◆ Task prompt
Each line of the material must be returned exactly.

◆ Source material

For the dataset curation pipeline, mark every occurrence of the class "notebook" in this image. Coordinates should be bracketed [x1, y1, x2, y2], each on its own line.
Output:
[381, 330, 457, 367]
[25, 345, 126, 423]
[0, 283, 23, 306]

◆ Task output
For the dataset curation pipeline, mark every occurrence of the class "notebook" in this image. Coordinates should be bracketed [x1, y1, x2, y2], each on its own line.
Output:
[381, 330, 457, 367]
[25, 345, 126, 423]
[0, 283, 23, 306]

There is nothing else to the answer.